### Выполните задания
[1] Замените «почином» на «примером» в отрывке о Мясникове и приведите его часть от слов «Мясников очень гордился» до слов «Бога за бороду.» включительно.
[2] Продолжите отрывок о Мясникове, начав сразу после его последнего предложения.

### Отрывок текста
::::
Многие годы спустя он написал обширный труд, где рассказывал о своих мыслях в ходе подготовки этой казни и сопутствующих переживаниях. Ведь по его плану нужно было имитировать побег великого князя, после чего все его окружение неизбежно было бы расстреляно за содействие бегству. Именно этот план и был приведен в исполнение. Михаила Александровича и его секретаря в ночь с 12 на 13 июня 1918 года вывезли за город и застрелили, после чего были арестованы и казнены все мнимые пособники.

     Из всех деталей этой операции, описанных Мясниковым и другими участниками убийства, самым примечательным стало не только то, как он приказал губернским чинам, по сути, закрыть глаза и ничего не видеть, но и то, как об этом было доложено руководителям страны. Великий князь все еще числился находившимся в розыске, когда Мясников отправил верного человека с докладом в Москву, поручив сообщить все только и исключительно одному Свердлову. Посланец, как писал Мясников, возвратившись рассказывал ему о реакции главы советского государства:

     «Впечатление было очень сильное. Он был очень, очень доволен. И тут же созвонился с Лениным и немедленно назначил свидание. И я должен был повторить рассказ в присутствии Ленина и Свердлова… Ленин тоже очень был доволен, что Михаил не убежал, а его убежали. Тут же они решили, что они знают, что он бежал. И пусть так и остаётся.».

     Мясников очень гордился тем, что своим «почином» открыл дорогу к ликвидации других великих князей и царской семьи. Ведь после казни членов императорской фамилии в Алапаевске Ленин и Свердлов решили, что инициатором снова был он:

     «Я получил телеграмму, где они спрашивают, не я ли "бежал" князей из Алапаихи».

     После столь высокого одобрения своего исторического деяния Мясников начал вести себя так, будто ухватил Бога за бороду.


     «Не устает критиковать "верхи".»

     После занятия Перми войсками адмирала А. В. Колчака, Мясникова весной 1919 года мобилизовали в Красную армию и назначили комиссаром 16-й дивизии. Но прослужил он в войсках недолго. После очередного прорыва противником фронта трибунал приговорил к смертной казни нескольких тыловиков, причем, вопреки существовавшим порядкам, ни их привлечение к ответственности, ни приговор не были согласованы с политическим комиссаром дивизии. Мясников 12 июня 1919 года отправил протест против преследования «стрелочников», а не истинных виновников неудач в Реввоенсовет 8-й армии, который заканчивался так:

     «Заявляю, что больше не буду служить не только в качестве политкома, но и вообще в рядах Красной Армии. Заявляя это, прошу немедленно выслать мне заместителя.»
::::
### Предоставленный список
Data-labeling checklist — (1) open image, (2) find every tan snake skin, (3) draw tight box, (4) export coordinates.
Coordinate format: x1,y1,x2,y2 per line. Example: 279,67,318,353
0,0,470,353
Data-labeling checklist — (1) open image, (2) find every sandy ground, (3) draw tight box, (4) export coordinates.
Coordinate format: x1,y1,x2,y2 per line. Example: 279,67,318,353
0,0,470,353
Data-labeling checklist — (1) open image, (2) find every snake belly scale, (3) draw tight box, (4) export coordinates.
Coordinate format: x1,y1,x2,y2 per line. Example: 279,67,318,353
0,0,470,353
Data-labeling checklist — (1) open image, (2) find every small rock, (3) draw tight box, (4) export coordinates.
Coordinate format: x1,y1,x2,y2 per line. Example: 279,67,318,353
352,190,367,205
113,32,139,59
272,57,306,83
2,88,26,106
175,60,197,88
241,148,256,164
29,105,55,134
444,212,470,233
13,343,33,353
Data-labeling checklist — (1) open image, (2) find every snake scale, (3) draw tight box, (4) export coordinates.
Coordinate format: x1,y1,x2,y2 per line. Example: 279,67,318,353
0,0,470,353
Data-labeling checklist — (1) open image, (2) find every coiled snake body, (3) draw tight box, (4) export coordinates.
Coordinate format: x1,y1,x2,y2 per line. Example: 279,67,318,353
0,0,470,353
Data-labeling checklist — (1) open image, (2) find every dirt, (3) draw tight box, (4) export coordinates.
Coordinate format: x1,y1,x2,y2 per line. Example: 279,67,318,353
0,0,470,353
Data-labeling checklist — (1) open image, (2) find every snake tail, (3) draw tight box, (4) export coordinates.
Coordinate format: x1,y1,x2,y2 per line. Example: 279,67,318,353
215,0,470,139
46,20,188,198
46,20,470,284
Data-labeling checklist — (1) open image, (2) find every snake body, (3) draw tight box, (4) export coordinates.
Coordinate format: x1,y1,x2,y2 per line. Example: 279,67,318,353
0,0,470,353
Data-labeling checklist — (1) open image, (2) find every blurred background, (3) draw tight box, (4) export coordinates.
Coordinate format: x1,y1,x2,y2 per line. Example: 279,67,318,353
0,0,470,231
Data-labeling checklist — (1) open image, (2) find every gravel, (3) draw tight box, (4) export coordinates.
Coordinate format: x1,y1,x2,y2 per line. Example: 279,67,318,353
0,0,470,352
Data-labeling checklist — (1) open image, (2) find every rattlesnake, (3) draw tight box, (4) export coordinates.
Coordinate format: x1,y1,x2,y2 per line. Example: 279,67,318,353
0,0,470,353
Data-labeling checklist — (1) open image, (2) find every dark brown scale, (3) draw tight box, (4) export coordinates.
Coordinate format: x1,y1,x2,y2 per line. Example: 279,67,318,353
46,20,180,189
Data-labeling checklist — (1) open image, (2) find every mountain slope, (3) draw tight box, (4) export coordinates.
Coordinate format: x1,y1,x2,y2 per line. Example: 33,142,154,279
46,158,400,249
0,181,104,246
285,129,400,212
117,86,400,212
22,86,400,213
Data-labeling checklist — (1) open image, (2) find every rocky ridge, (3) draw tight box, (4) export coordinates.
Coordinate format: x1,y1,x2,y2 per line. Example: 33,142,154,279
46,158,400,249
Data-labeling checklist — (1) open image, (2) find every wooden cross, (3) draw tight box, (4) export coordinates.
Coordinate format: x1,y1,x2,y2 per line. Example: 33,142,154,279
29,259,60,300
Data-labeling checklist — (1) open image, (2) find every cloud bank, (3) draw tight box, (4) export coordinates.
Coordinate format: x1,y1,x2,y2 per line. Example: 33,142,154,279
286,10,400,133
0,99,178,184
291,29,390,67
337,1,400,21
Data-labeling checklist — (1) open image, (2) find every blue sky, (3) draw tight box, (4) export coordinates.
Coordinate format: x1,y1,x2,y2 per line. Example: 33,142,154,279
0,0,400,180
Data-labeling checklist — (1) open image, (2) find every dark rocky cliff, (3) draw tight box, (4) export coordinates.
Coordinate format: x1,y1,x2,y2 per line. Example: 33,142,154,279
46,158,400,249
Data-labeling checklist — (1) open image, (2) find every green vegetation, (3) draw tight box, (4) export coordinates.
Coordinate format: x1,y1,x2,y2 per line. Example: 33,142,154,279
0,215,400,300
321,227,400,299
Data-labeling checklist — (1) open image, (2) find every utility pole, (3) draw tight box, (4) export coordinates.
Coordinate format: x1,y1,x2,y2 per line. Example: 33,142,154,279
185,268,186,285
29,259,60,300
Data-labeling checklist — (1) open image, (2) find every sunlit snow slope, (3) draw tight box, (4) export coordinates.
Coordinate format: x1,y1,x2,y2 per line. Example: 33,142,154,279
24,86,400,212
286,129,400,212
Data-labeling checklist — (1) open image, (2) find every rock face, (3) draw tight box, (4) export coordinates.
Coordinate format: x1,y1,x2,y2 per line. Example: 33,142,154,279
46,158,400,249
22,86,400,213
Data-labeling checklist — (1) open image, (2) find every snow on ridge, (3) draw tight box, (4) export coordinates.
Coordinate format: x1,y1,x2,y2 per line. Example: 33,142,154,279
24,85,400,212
::::
### Ответы к заданиям
[1]
Мясников очень гордился тем, что своим «примером» открыл дорогу к ликвидации других великих князей и царской семьи. Ведь после казни членов императорской фамилии в Алапаевске Ленин и Свердлов решили, что инициатором снова был он:

     «Я получил телеграмму, где они спрашивают, не я ли "бежал" князей из Алапаихи».

     После столь высокого одобрения своего исторического деяния Мясников начал вести себя так, будто ухватил Бога за бороду.

[2]
     Его демарш очень походил на дезертирство, за которое в то время могли казнить. Но член ВЦИК Мясников после этого спокойно и беспрепятственно уехал в Пермь. И здесь случилось еще одно событие, всерьез на него повлиявшее:

     «Тогда,— вспоминал он,— когда Пермь и Мотовилиха были заняты колчаковскими войсками, удравшие раньше всех бюрократы, приехав в Вятку и, очевидно, желая оправдать свое поспешное бегство, начали строчить в газетах, что в Мотовилихе было восстание.
     Колчаковские же газеты, желая подбодрить своих солдат, тоже писали, что в Мотовилихе рабочие восстали. В самом деле это сплошная ерунда».

     С этого времени Мясников начал с особым подозрением относиться к руководящим работникам, считая именно их виновниками тяжелого положения в стране вообще и рабочего класса в частности.

     «Он,— писала Н. А. Аликина,— выступает в цехах, перед рабочими в Перми, рассказывает о перспективах построения новой жизни и не устает критиковать "верхи", которые все делают не для рабочих, а против них.»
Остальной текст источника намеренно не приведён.